- Page excerpt
*** Begin section ***

From Lewis S. Blevins Jr. M.D. – This interesting manuscript – BIOCHEMICAL CONTROL DURING LONG-TERM FOLLOW-UP OF 230 ADULT PATIENTS WITH CUSHING DISEASE: A MULTICENTER RETROSPECTIVE STUDY – reports the outcomes data of management of a large multicenter cohort of patients with Cushing’s disease. It represents a “real world“ experience and reflects the expected outcomes of patients managed in both tertiary and mid-level pituitary centers. I was surprised at the low initial remission rate. I expected it to be higher as most experienced centers report initial remission rates in the 80 to 90% range for all patients. Regardless, the study illustrates the need for additional management of more than half of patients who undergo surgery to treat Cushing’s disease. The take-home message is that we need various targeted medical therapies to manage hypercortisolism In Cushing’s patients who have failed to enter remission following surgery, have recurrent disease, and have a delayed or incomplete response to radiotherapy. Adrenal biosynthesis inhibitors and the glucocorticoid receptor blocker Korlym (mifepristone) are the workhorses in this arena.
The paper’s abstract (see below) summarizes the studies objectives and outcomes or you can click here to read more.
Abstract: Cushing disease (CD) results from excessive exposure to glucocorticoids caused by an adrenocorticotropic hormone-secreting pituitary tumor. Inadequately treated CD is associated with significant morbidity and elevated mortality. Multicenter data on CD patients treated in routine clinical practice are needed to assess treatment outcomes in this rare disorder. The study purpose was to describe the burden of illness and treatment outcomes for CD patients.
This next paper is a review of guidelines from the American Association of Clinical Endocrinologists (AACE) guidelines for recurrence in Cushing’s Disease 2016.

*** End section ***

- Directions
Rewrite the Cushing disease commentary from "Abstract: Cushing disease" to "for CD patients.", changing "rare disorder" to "uncommon disorder".

- Extracted information
*** Begin section ***

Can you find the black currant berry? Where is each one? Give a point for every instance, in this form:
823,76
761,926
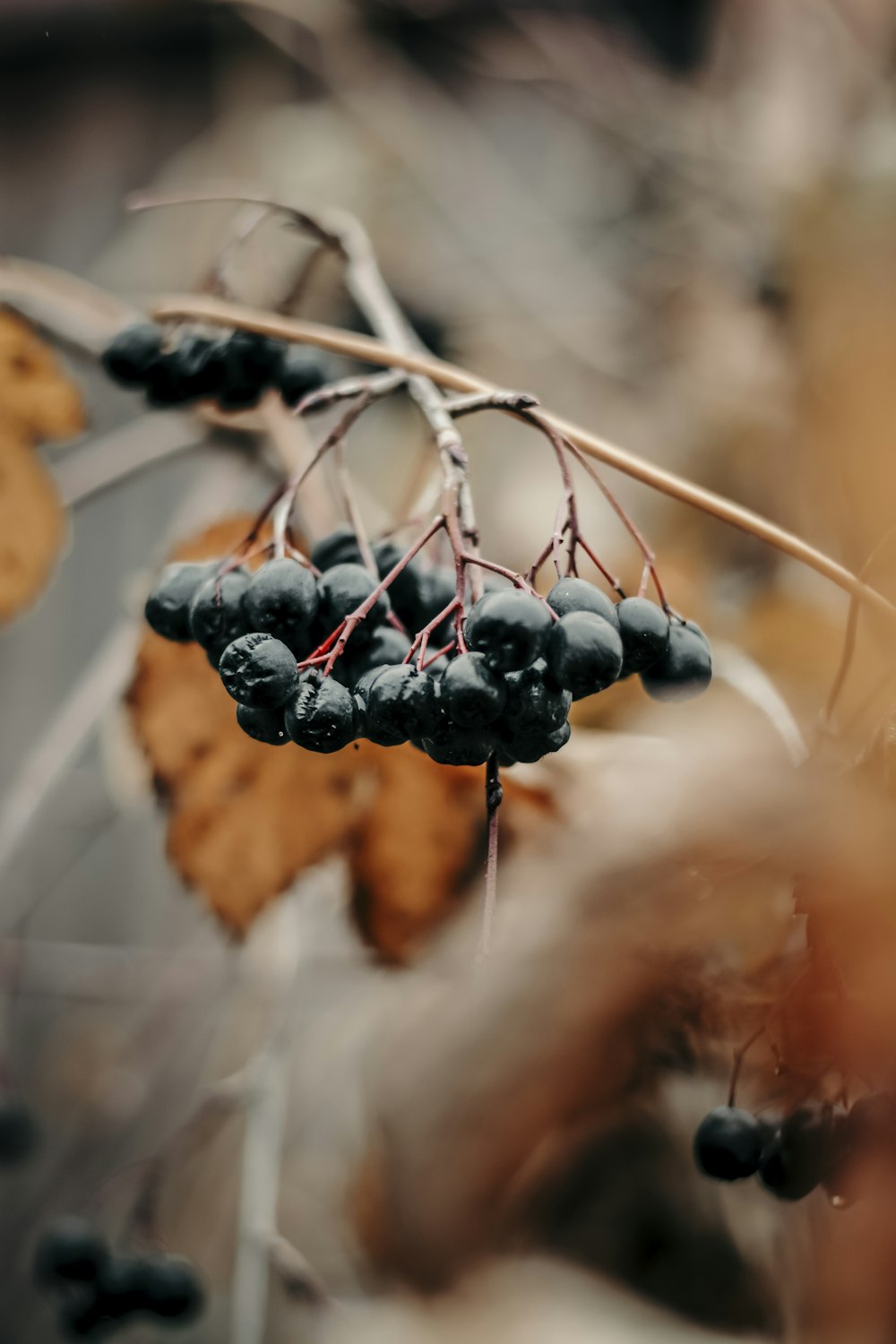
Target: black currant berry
645,633
579,596
322,714
260,671
19,1133
528,747
471,694
405,702
461,746
131,355
384,647
341,589
728,1144
535,704
300,373
338,547
263,725
168,605
217,615
171,1288
511,628
120,1287
250,365
584,653
684,669
70,1250
281,599
188,373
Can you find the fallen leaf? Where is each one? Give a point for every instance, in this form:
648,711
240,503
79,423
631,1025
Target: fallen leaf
245,819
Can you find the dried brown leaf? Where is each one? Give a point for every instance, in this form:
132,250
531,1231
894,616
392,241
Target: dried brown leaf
246,817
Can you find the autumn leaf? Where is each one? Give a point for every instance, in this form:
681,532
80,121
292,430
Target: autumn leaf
245,819
37,402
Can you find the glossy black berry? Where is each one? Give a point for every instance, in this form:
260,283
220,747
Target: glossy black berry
19,1132
171,1288
263,725
120,1287
260,671
645,633
250,365
579,596
322,714
298,374
511,628
528,747
460,746
728,1144
684,669
473,695
217,615
533,702
405,702
383,647
167,607
338,547
70,1250
188,373
282,599
584,653
343,589
131,355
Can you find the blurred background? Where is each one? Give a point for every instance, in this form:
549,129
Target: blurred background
675,222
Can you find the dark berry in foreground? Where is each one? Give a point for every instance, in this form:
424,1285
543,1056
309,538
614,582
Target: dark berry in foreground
120,1287
645,633
281,599
70,1250
535,703
217,610
471,693
579,596
263,725
343,589
511,628
684,669
19,1133
728,1144
338,547
250,365
322,714
525,749
171,1288
188,373
300,373
260,671
584,653
405,702
460,746
131,355
168,605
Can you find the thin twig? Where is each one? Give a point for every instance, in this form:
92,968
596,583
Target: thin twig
449,375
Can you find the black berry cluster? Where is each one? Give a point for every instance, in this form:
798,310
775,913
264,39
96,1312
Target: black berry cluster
234,371
508,693
102,1292
19,1132
817,1144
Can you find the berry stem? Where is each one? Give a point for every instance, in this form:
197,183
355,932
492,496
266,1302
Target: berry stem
493,796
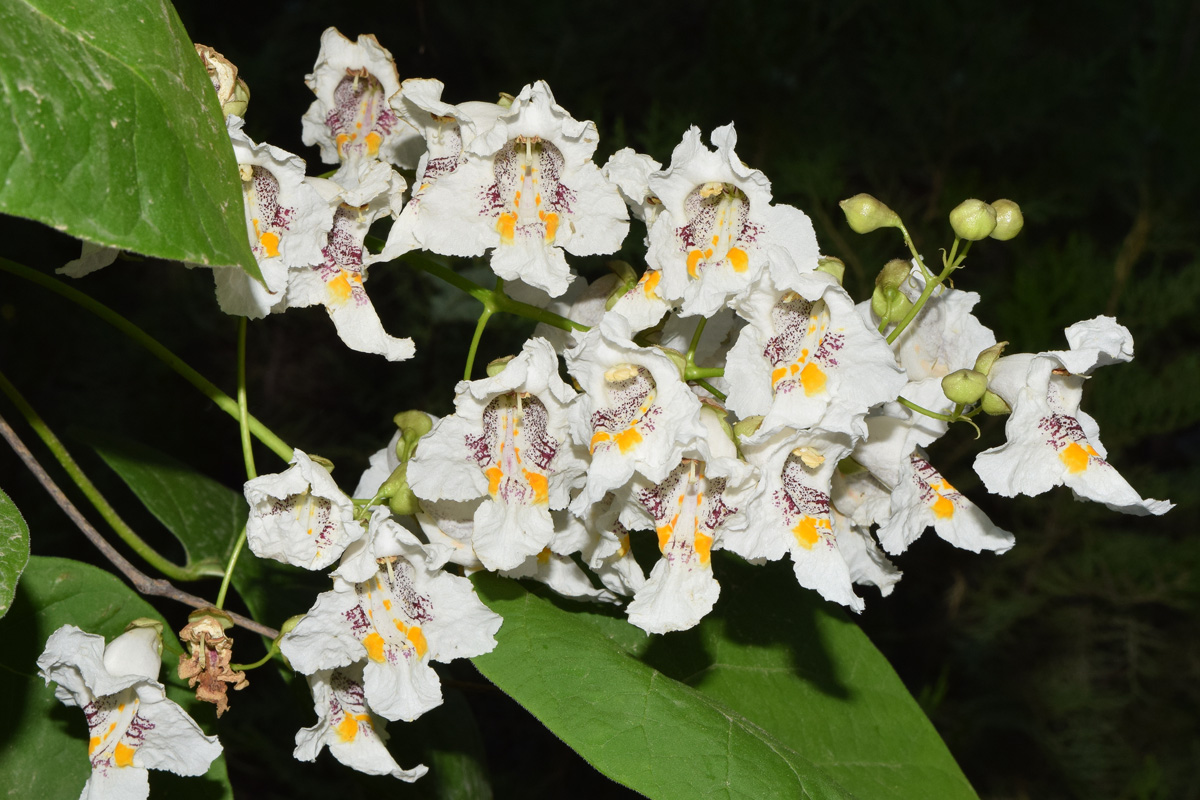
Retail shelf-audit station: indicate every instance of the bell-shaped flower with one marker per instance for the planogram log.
(1050, 440)
(918, 494)
(508, 440)
(299, 516)
(807, 359)
(390, 608)
(361, 191)
(528, 191)
(635, 414)
(287, 221)
(792, 512)
(346, 725)
(718, 234)
(693, 511)
(132, 726)
(351, 116)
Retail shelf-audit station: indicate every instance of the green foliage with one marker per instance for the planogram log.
(112, 131)
(13, 549)
(45, 744)
(773, 693)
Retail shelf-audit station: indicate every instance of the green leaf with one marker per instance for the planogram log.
(772, 657)
(207, 518)
(631, 722)
(111, 131)
(45, 752)
(13, 549)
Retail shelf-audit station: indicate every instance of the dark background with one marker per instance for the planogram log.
(1068, 667)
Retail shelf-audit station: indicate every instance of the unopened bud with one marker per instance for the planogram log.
(497, 366)
(867, 214)
(973, 220)
(1009, 220)
(834, 266)
(894, 274)
(988, 358)
(964, 386)
(994, 404)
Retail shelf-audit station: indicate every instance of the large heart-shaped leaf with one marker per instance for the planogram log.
(45, 752)
(679, 715)
(13, 549)
(111, 131)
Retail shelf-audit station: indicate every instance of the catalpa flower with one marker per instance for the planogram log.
(718, 233)
(346, 725)
(351, 116)
(1050, 441)
(528, 191)
(691, 511)
(635, 414)
(808, 359)
(792, 513)
(287, 221)
(132, 726)
(508, 440)
(390, 608)
(299, 516)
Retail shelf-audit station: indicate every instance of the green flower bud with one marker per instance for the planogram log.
(867, 214)
(988, 358)
(497, 366)
(831, 265)
(964, 386)
(973, 220)
(893, 275)
(994, 404)
(1009, 220)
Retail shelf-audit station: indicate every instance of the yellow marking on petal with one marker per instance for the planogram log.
(373, 643)
(943, 507)
(507, 226)
(540, 486)
(1075, 457)
(340, 288)
(627, 439)
(418, 639)
(123, 755)
(664, 536)
(493, 479)
(813, 379)
(738, 259)
(807, 533)
(649, 281)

*** End section ***

- Response
Abstract: Cushing disease (CD) results from excessive exposure to glucocorticoids caused by an adrenocorticotropic hormone-secreting pituitary tumor. Inadequately treated CD is associated with significant morbidity and elevated mortality. Multicenter data on CD patients treated in routine clinical practice are needed to assess treatment outcomes in this uncommon disorder. The study purpose was to describe the burden of illness and treatment outcomes for CD patients.